→ **Activity list**
(1) Copy word for word the part of the MDM discussion from "Well, the biggest" up to and including "for unstructured data?".
(2) Please say whether each statement below agrees with the MDM discussion, answering yes or no and quoting the words of the discussion that decide it: (a) Gartner puts the share of unstructured data in organizations at 80 to 90 percent. (b) Hierarchies are a recent addition to MDM platforms. (c) The business glossary is often found in data catalogs.

→ **Selected text**
· · · · · · ·

Knowledge graphs, RAGs, pipelines, stuff like this. It's almost everywhere right now.
Agreed. The thing that we're not talking enough about is the context that is inherent to MDM. We have hierarchies. We've always had hierarchies within MDM platforms. We've always been a source of truth for context. So the combination of MDM plus data catalogs, often data catalogs will be where these things are defined, where you will have your business glossary. But MDM is where you're operationalizing a lot of this context. So the good news for MDM practitioners, the good news for data and AI practitioners is that context is hot. We've got to figure this out. But it is a little bit challenging because the skill set that is needed to create and manage a lot of context typically within most organizations is happening in what is known as more of a knowledge management function where people are managing complex ontologies and taxonomies. Maybe they're managing your search infrastructure, maybe they're managing your product catalog. There are people in your organization that know this stuff pretty well. We've got to find a way to reach out to those people and pull them into the data and analytics function within our organizations to have a more holistic approach.
This is maybe a very good question right now that I want to ask you. So we have the context, we have agent workflows that can just feed data directly to MDM tables right now. But exactly and very precisely, what does that unlock from the human perspective as well? How does it impact the work that I'm doing, all my organization is doing right now?
Well, the biggest impact to humans is we're going to have to figure out how to master unstructured data. And right now we're not really doing that very much. We may do a little bit of capture of some data for maybe we're capturing data off of forms for healthcare-related use cases or insurance-related use cases. But Gartner says that 80 to 90 percent of all data in organizations is unstructured. And if we are going to use that data, operationalize that data, that 80 to 90 percent of data for AI, we're going to have to govern it. We're going to have to apply data quality to it. We're going to have to master it, even traditional data for traditional MDM. So that's a big change coming for a lot of people: how do we do that? How do we adapt our governance policies to managing, mastering quality for unstructured data?

· · · · · · ·

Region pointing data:
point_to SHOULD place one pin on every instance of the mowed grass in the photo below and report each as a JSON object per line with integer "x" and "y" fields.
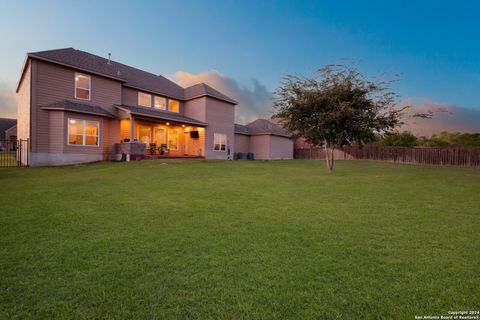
{"x": 238, "y": 240}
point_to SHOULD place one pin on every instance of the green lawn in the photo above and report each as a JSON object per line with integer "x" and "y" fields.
{"x": 238, "y": 240}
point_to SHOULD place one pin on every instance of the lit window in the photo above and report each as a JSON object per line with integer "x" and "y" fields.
{"x": 219, "y": 141}
{"x": 173, "y": 106}
{"x": 144, "y": 99}
{"x": 83, "y": 132}
{"x": 160, "y": 103}
{"x": 173, "y": 139}
{"x": 82, "y": 86}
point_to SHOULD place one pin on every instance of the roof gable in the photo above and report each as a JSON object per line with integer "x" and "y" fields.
{"x": 202, "y": 89}
{"x": 261, "y": 126}
{"x": 129, "y": 76}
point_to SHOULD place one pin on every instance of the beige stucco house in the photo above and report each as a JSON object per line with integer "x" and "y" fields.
{"x": 76, "y": 107}
{"x": 264, "y": 139}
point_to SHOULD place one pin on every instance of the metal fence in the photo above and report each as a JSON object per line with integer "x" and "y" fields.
{"x": 13, "y": 153}
{"x": 435, "y": 156}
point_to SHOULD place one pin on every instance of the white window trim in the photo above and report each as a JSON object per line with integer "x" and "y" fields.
{"x": 83, "y": 133}
{"x": 138, "y": 99}
{"x": 89, "y": 86}
{"x": 178, "y": 139}
{"x": 168, "y": 103}
{"x": 221, "y": 134}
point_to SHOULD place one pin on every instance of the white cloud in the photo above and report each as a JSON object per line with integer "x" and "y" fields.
{"x": 8, "y": 102}
{"x": 453, "y": 119}
{"x": 254, "y": 99}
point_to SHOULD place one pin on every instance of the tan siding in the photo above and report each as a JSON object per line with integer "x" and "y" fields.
{"x": 56, "y": 132}
{"x": 281, "y": 148}
{"x": 23, "y": 105}
{"x": 55, "y": 83}
{"x": 11, "y": 132}
{"x": 130, "y": 97}
{"x": 220, "y": 118}
{"x": 260, "y": 146}
{"x": 196, "y": 109}
{"x": 242, "y": 143}
{"x": 105, "y": 145}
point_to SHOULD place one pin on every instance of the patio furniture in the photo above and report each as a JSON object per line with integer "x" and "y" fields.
{"x": 163, "y": 149}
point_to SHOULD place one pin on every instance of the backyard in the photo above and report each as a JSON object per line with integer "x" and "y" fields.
{"x": 238, "y": 240}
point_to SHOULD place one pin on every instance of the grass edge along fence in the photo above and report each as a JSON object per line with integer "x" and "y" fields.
{"x": 418, "y": 155}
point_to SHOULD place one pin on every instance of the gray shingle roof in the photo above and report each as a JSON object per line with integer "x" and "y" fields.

· · · · · · ·

→ **Answers to the exercise**
(1)
Well, the biggest impact to humans is we're going to have to figure out how to master unstructured data. And right now we're not really doing that very much. We may do a little bit of capture of some data for maybe we're capturing data off of forms for healthcare-related use cases or insurance-related use cases. But Gartner says that 80 to 90 percent of all data in organizations is unstructured. And if we are going to use that data, operationalize that data, that 80 to 90 percent of data for AI, we're going to have to govern it. We're going to have to apply data quality to it. We're going to have to master it, even traditional data for traditional MDM. So that's a big change coming for a lot of people: how do we do that? How do we adapt our governance policies to managing, mastering quality for unstructured data?

(2)
(a) Yes: "Gartner says that 80 to 90 percent of all data in organizations is unstructured."
(b) No: "We've always had hierarchies within MDM platforms."
(c) Yes: "often data catalogs will be where these things are defined, where you will have your business glossary."